Goal: Transcribe the lines of the records starting with the one that has "Objective — one marker per instance of the butterfly body" in it and ending with the last, and transcribe nothing else.

——————

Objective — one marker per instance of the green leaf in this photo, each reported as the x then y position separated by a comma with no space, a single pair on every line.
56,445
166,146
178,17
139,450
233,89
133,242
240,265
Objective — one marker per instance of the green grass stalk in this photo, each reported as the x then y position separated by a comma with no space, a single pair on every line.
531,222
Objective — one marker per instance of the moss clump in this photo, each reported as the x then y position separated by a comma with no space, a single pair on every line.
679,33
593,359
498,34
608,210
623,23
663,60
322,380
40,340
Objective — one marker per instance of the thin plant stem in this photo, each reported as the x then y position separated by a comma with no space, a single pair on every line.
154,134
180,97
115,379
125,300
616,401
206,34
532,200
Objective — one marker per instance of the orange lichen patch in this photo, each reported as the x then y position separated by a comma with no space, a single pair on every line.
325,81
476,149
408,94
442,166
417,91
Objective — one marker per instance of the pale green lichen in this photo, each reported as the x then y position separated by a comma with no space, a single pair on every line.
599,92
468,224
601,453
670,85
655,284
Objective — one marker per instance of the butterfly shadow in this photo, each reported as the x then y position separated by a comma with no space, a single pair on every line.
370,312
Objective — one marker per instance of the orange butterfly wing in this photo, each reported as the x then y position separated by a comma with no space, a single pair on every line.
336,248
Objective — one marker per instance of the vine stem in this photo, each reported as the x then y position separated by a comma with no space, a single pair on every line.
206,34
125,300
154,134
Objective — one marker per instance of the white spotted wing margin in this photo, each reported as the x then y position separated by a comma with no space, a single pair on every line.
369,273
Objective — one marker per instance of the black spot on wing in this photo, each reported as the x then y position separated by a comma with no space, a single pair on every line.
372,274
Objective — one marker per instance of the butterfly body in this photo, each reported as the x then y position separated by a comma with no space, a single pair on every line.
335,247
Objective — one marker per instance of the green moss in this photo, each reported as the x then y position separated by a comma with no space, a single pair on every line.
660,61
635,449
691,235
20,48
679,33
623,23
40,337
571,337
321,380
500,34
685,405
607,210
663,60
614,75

——————

Task output:
Objective — one marker per instance of the butterfly body in this photo, each reported as the x then y position separated by a comma with no space, a single pair on every line.
335,247
Objective — one marker per instance of the green moss in this photo, each reported as the x then y position separated by a comma with no space, a single pair on every line.
660,61
635,449
691,235
20,48
679,33
623,23
40,337
571,337
321,380
500,34
685,405
607,210
663,60
614,75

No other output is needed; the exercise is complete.